When you transcribe the lines below, keep every word the same and leave the pictures behind.

Dataset entries:
■ ■ ■ ■ ■

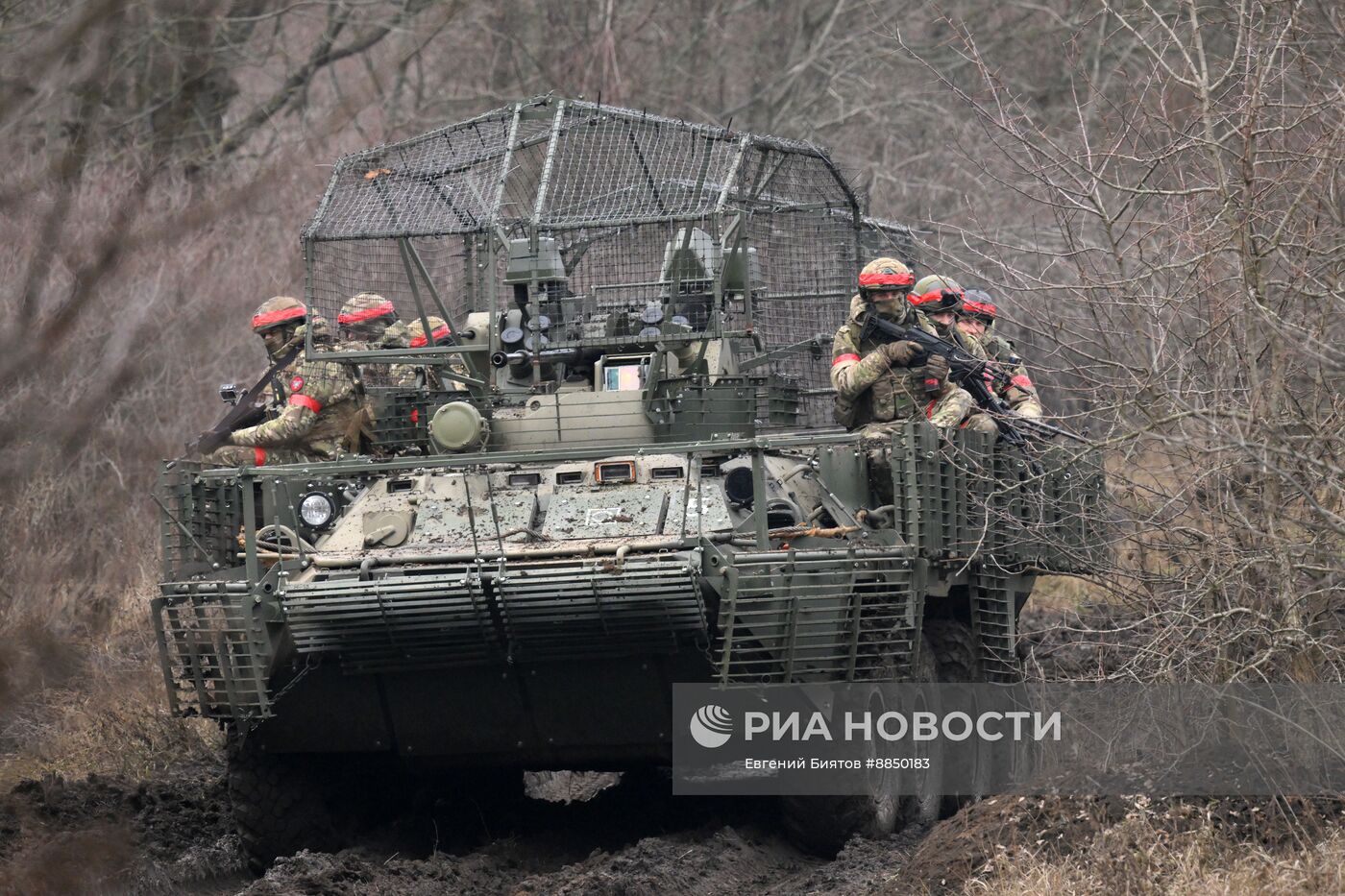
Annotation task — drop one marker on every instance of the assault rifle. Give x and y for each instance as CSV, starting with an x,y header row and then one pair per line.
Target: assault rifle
x,y
971,373
249,408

■ ■ ■ ■ ■

Exercise result:
Annotation task — drop one marker on every instance of the assault rifle. Give x and y for each instance as CSV, starting with an x,y header row and then one pair per line.
Target: assault rifle
x,y
971,373
249,408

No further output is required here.